BRIEF 1
According to the breast cancer notes, what do prognostic biomarkers indicate?
BRIEF 2
Say whether each statement agrees with the breast cancer notes, and quote the words that decide it: (a) Breast cancer can arise from ductal or lobular cells. (b) Treatments work on all cells in a tumor. (c) Tumor size is given as an example of a prognostic indicator.
[[ SOURCE DOCUMENT, beginning ]]
Tumour characteristics: Breast cancer can arise from different cell types ‘’cells of origin’’ (e.g. ductal or lobular cells), resulting in different behaviours and treatment responses. Tumours exhibit genetic mutations, chromosomal alterations and variations in protein expression. Treatments don’t work on all tumours or all cells in the tumour, it is a heterogenous disease (different gene mutations causing the same disease or condition.)
Personalised medicine approach:
Biomarkers: Biological indicators used to guide treatment decisions.
Molecular biomarkers: Measurable indicators of biological states, used for diagnosis, prognosis and monitoring treatment responses. E.g. hormone receptor status, HER2 expression, tumour size and nodal status.
Prognostic biomarkers: Indicate the likely course or outcome of the disease, independent of treatment. For example, tumour size would be a prognostic indicator. Offer information on the overall outcome e.g. likelihood of recurrence or survival. Needs to be easy to measure and has to have consequences for therapy.
[[ SOURCE DOCUMENT, end ]]
[[ DATA TO EXAMINE, beginning ]]
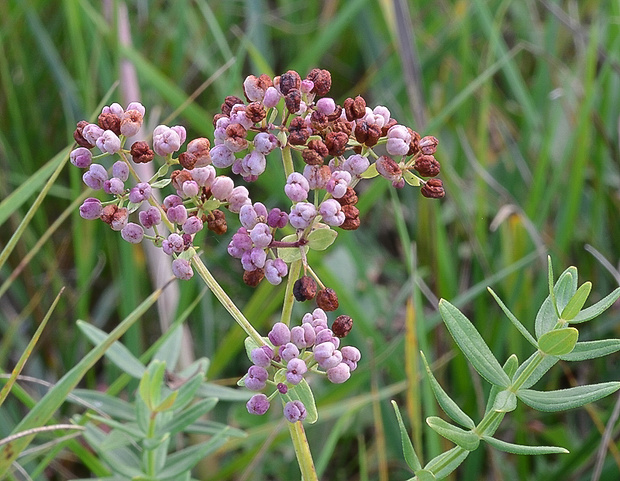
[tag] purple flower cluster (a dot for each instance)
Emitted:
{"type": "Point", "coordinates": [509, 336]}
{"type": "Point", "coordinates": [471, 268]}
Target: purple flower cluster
{"type": "Point", "coordinates": [293, 353]}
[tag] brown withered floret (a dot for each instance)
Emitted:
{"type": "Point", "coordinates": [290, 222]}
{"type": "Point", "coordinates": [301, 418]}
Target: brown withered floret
{"type": "Point", "coordinates": [111, 122]}
{"type": "Point", "coordinates": [427, 166]}
{"type": "Point", "coordinates": [342, 326]}
{"type": "Point", "coordinates": [336, 143]}
{"type": "Point", "coordinates": [255, 111]}
{"type": "Point", "coordinates": [216, 222]}
{"type": "Point", "coordinates": [293, 100]}
{"type": "Point", "coordinates": [298, 132]}
{"type": "Point", "coordinates": [229, 103]}
{"type": "Point", "coordinates": [141, 153]}
{"type": "Point", "coordinates": [355, 108]}
{"type": "Point", "coordinates": [304, 288]}
{"type": "Point", "coordinates": [367, 134]}
{"type": "Point", "coordinates": [253, 278]}
{"type": "Point", "coordinates": [322, 81]}
{"type": "Point", "coordinates": [349, 198]}
{"type": "Point", "coordinates": [79, 138]}
{"type": "Point", "coordinates": [178, 177]}
{"type": "Point", "coordinates": [433, 189]}
{"type": "Point", "coordinates": [351, 217]}
{"type": "Point", "coordinates": [289, 81]}
{"type": "Point", "coordinates": [327, 299]}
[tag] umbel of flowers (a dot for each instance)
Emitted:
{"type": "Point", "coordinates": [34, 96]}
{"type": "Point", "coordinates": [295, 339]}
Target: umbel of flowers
{"type": "Point", "coordinates": [326, 150]}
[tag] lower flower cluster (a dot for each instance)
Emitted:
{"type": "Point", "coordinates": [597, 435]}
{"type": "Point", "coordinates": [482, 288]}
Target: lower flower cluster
{"type": "Point", "coordinates": [290, 355]}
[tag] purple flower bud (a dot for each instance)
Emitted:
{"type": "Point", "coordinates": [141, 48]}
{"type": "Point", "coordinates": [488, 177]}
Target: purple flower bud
{"type": "Point", "coordinates": [150, 217]}
{"type": "Point", "coordinates": [109, 143]}
{"type": "Point", "coordinates": [331, 211]}
{"type": "Point", "coordinates": [296, 187]}
{"type": "Point", "coordinates": [140, 192]}
{"type": "Point", "coordinates": [182, 269]}
{"type": "Point", "coordinates": [337, 185]}
{"type": "Point", "coordinates": [272, 97]}
{"type": "Point", "coordinates": [238, 198]}
{"type": "Point", "coordinates": [95, 176]}
{"type": "Point", "coordinates": [351, 356]}
{"type": "Point", "coordinates": [289, 351]}
{"type": "Point", "coordinates": [222, 187]}
{"type": "Point", "coordinates": [132, 233]}
{"type": "Point", "coordinates": [81, 157]}
{"type": "Point", "coordinates": [302, 214]}
{"type": "Point", "coordinates": [295, 370]}
{"type": "Point", "coordinates": [265, 142]}
{"type": "Point", "coordinates": [91, 209]}
{"type": "Point", "coordinates": [190, 188]}
{"type": "Point", "coordinates": [261, 235]}
{"type": "Point", "coordinates": [258, 404]}
{"type": "Point", "coordinates": [253, 259]}
{"type": "Point", "coordinates": [91, 133]}
{"type": "Point", "coordinates": [256, 378]}
{"type": "Point", "coordinates": [192, 225]}
{"type": "Point", "coordinates": [204, 176]}
{"type": "Point", "coordinates": [279, 334]}
{"type": "Point", "coordinates": [339, 373]}
{"type": "Point", "coordinates": [275, 270]}
{"type": "Point", "coordinates": [262, 356]}
{"type": "Point", "coordinates": [277, 218]}
{"type": "Point", "coordinates": [295, 411]}
{"type": "Point", "coordinates": [356, 164]}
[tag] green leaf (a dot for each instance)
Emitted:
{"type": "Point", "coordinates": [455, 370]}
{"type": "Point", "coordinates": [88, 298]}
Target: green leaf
{"type": "Point", "coordinates": [558, 341]}
{"type": "Point", "coordinates": [576, 302]}
{"type": "Point", "coordinates": [505, 401]}
{"type": "Point", "coordinates": [118, 354]}
{"type": "Point", "coordinates": [520, 449]}
{"type": "Point", "coordinates": [520, 327]}
{"type": "Point", "coordinates": [447, 404]}
{"type": "Point", "coordinates": [440, 468]}
{"type": "Point", "coordinates": [563, 399]}
{"type": "Point", "coordinates": [592, 349]}
{"type": "Point", "coordinates": [185, 418]}
{"type": "Point", "coordinates": [466, 439]}
{"type": "Point", "coordinates": [321, 239]}
{"type": "Point", "coordinates": [472, 344]}
{"type": "Point", "coordinates": [597, 309]}
{"type": "Point", "coordinates": [411, 458]}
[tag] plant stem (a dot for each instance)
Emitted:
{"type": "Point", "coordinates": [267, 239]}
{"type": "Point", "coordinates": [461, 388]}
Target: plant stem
{"type": "Point", "coordinates": [302, 451]}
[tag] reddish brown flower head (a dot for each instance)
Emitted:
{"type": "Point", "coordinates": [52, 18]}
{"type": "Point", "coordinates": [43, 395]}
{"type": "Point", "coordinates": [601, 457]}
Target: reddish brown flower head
{"type": "Point", "coordinates": [77, 135]}
{"type": "Point", "coordinates": [322, 81]}
{"type": "Point", "coordinates": [433, 189]}
{"type": "Point", "coordinates": [229, 103]}
{"type": "Point", "coordinates": [110, 122]}
{"type": "Point", "coordinates": [327, 299]}
{"type": "Point", "coordinates": [304, 288]}
{"type": "Point", "coordinates": [141, 153]}
{"type": "Point", "coordinates": [355, 108]}
{"type": "Point", "coordinates": [342, 326]}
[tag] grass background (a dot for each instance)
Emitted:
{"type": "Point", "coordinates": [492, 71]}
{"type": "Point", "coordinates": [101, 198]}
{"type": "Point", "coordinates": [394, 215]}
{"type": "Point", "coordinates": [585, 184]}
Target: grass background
{"type": "Point", "coordinates": [524, 98]}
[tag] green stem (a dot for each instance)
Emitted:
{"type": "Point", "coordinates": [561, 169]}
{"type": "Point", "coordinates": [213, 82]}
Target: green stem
{"type": "Point", "coordinates": [228, 304]}
{"type": "Point", "coordinates": [302, 451]}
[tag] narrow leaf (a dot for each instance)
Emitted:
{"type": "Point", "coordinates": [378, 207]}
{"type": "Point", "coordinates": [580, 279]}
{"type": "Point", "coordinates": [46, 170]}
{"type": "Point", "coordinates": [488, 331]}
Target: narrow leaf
{"type": "Point", "coordinates": [563, 399]}
{"type": "Point", "coordinates": [472, 344]}
{"type": "Point", "coordinates": [592, 349]}
{"type": "Point", "coordinates": [411, 458]}
{"type": "Point", "coordinates": [447, 404]}
{"type": "Point", "coordinates": [558, 341]}
{"type": "Point", "coordinates": [576, 302]}
{"type": "Point", "coordinates": [466, 439]}
{"type": "Point", "coordinates": [520, 449]}
{"type": "Point", "coordinates": [520, 327]}
{"type": "Point", "coordinates": [597, 309]}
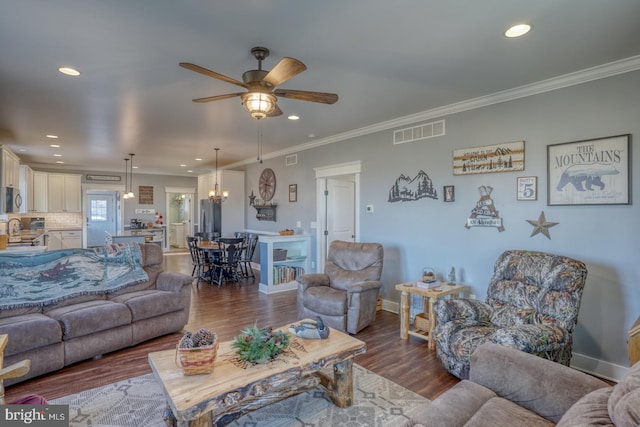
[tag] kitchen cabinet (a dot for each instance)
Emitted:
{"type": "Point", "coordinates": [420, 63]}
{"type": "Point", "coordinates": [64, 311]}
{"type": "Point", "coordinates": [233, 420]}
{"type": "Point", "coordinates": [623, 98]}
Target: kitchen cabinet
{"type": "Point", "coordinates": [278, 269]}
{"type": "Point", "coordinates": [10, 169]}
{"type": "Point", "coordinates": [176, 235]}
{"type": "Point", "coordinates": [232, 216]}
{"type": "Point", "coordinates": [64, 192]}
{"type": "Point", "coordinates": [33, 188]}
{"type": "Point", "coordinates": [66, 239]}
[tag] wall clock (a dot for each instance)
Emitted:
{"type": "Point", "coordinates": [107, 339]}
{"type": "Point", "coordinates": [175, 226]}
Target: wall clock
{"type": "Point", "coordinates": [267, 184]}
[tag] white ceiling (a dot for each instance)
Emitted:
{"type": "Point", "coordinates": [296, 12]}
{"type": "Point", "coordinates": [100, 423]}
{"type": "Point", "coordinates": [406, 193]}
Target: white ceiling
{"type": "Point", "coordinates": [384, 59]}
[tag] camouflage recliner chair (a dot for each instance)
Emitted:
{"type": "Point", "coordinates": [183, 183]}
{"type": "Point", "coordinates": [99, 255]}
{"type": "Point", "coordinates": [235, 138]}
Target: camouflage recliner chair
{"type": "Point", "coordinates": [532, 305]}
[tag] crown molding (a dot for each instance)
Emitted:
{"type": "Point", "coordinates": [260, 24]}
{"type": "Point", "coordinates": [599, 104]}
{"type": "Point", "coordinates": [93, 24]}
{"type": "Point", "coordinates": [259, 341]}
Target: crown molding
{"type": "Point", "coordinates": [590, 74]}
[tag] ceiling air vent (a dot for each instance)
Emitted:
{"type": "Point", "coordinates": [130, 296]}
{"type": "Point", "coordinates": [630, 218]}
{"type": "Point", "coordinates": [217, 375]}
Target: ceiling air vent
{"type": "Point", "coordinates": [291, 160]}
{"type": "Point", "coordinates": [426, 131]}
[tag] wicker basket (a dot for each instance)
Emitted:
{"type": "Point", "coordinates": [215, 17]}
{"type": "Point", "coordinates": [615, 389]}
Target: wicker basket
{"type": "Point", "coordinates": [279, 254]}
{"type": "Point", "coordinates": [197, 360]}
{"type": "Point", "coordinates": [421, 321]}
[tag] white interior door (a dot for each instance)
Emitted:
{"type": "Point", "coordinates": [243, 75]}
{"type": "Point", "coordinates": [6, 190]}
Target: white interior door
{"type": "Point", "coordinates": [101, 216]}
{"type": "Point", "coordinates": [341, 215]}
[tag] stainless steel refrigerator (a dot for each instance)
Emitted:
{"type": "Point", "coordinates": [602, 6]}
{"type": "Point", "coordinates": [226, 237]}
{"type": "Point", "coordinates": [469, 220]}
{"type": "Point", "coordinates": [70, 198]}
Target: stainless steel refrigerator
{"type": "Point", "coordinates": [210, 217]}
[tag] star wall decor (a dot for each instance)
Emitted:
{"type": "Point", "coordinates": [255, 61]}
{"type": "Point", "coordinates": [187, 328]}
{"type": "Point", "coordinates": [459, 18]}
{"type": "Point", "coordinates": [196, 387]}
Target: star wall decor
{"type": "Point", "coordinates": [541, 226]}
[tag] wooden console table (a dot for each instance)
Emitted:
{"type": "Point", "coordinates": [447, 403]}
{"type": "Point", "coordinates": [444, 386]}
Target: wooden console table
{"type": "Point", "coordinates": [430, 297]}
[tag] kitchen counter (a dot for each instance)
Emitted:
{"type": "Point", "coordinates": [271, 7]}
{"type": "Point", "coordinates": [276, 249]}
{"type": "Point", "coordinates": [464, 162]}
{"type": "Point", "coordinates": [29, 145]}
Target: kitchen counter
{"type": "Point", "coordinates": [23, 250]}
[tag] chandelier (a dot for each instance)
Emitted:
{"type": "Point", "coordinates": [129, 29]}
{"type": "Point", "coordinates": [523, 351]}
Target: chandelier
{"type": "Point", "coordinates": [130, 194]}
{"type": "Point", "coordinates": [215, 195]}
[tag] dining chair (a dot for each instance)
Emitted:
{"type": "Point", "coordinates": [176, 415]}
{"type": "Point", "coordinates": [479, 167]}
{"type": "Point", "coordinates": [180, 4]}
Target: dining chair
{"type": "Point", "coordinates": [227, 266]}
{"type": "Point", "coordinates": [251, 242]}
{"type": "Point", "coordinates": [202, 267]}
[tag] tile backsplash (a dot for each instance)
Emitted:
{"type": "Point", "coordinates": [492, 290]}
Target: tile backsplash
{"type": "Point", "coordinates": [62, 220]}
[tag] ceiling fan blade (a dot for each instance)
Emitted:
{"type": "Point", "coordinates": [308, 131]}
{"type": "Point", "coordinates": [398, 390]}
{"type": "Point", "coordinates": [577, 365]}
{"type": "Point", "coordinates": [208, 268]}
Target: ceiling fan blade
{"type": "Point", "coordinates": [206, 72]}
{"type": "Point", "coordinates": [218, 97]}
{"type": "Point", "coordinates": [284, 70]}
{"type": "Point", "coordinates": [305, 95]}
{"type": "Point", "coordinates": [276, 112]}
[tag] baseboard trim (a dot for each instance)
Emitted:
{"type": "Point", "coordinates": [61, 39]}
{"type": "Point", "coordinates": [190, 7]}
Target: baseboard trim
{"type": "Point", "coordinates": [589, 365]}
{"type": "Point", "coordinates": [597, 367]}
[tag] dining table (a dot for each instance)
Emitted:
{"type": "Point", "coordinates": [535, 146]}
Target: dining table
{"type": "Point", "coordinates": [213, 250]}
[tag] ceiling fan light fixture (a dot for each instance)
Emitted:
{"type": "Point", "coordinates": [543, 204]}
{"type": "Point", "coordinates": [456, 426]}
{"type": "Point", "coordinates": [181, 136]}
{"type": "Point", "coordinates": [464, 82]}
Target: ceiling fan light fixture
{"type": "Point", "coordinates": [259, 104]}
{"type": "Point", "coordinates": [517, 30]}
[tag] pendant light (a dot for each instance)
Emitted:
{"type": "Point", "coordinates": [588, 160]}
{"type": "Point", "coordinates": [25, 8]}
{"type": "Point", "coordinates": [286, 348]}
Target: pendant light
{"type": "Point", "coordinates": [125, 195]}
{"type": "Point", "coordinates": [214, 195]}
{"type": "Point", "coordinates": [130, 194]}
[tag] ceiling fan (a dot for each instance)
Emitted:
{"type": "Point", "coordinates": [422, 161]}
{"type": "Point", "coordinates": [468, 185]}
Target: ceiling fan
{"type": "Point", "coordinates": [261, 96]}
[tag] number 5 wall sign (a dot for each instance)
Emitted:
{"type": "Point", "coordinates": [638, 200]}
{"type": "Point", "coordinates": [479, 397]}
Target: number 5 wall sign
{"type": "Point", "coordinates": [528, 188]}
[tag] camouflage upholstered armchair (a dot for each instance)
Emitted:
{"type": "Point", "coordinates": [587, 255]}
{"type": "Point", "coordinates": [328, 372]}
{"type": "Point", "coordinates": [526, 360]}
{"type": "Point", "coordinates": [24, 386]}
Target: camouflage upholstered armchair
{"type": "Point", "coordinates": [532, 305]}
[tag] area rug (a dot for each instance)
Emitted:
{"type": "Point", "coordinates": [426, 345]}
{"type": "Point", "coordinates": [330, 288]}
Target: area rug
{"type": "Point", "coordinates": [139, 402]}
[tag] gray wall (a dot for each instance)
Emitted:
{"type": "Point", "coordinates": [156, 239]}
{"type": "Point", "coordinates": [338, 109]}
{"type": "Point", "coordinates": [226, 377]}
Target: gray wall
{"type": "Point", "coordinates": [432, 233]}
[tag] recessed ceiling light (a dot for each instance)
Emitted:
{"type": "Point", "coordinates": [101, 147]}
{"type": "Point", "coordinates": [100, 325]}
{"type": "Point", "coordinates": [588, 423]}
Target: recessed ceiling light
{"type": "Point", "coordinates": [517, 30]}
{"type": "Point", "coordinates": [69, 71]}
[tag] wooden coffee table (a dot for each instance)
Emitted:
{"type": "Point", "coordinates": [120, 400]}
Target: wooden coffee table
{"type": "Point", "coordinates": [235, 388]}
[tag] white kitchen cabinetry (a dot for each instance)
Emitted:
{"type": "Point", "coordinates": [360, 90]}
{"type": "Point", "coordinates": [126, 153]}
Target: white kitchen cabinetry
{"type": "Point", "coordinates": [279, 276]}
{"type": "Point", "coordinates": [64, 192]}
{"type": "Point", "coordinates": [68, 239]}
{"type": "Point", "coordinates": [233, 208]}
{"type": "Point", "coordinates": [33, 188]}
{"type": "Point", "coordinates": [10, 169]}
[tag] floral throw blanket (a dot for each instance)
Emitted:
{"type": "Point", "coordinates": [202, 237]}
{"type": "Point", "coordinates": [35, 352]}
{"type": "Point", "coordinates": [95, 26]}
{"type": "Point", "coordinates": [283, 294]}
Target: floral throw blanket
{"type": "Point", "coordinates": [49, 277]}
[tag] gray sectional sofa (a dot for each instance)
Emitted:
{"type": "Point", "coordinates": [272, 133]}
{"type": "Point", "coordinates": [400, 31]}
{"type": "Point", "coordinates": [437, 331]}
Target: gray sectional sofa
{"type": "Point", "coordinates": [508, 387]}
{"type": "Point", "coordinates": [78, 327]}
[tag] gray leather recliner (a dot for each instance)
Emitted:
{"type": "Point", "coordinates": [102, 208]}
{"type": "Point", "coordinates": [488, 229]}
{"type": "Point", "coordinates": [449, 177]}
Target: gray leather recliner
{"type": "Point", "coordinates": [346, 295]}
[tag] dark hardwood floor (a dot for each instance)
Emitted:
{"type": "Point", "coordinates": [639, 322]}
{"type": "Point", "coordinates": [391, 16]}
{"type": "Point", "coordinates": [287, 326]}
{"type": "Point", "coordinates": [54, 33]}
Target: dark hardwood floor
[[ DATA TO EXAMINE, end ]]
ANSWER BOX 1
The likely course or outcome of the disease, independent of treatment.

ANSWER BOX 2
(a) Yes: "(e.g. ductal or lobular cells)"
(b) No: "Treatments don’t work on all tumours or all cells in the tumour"
(c) Yes: "For example, tumour size would be a prognostic indicator."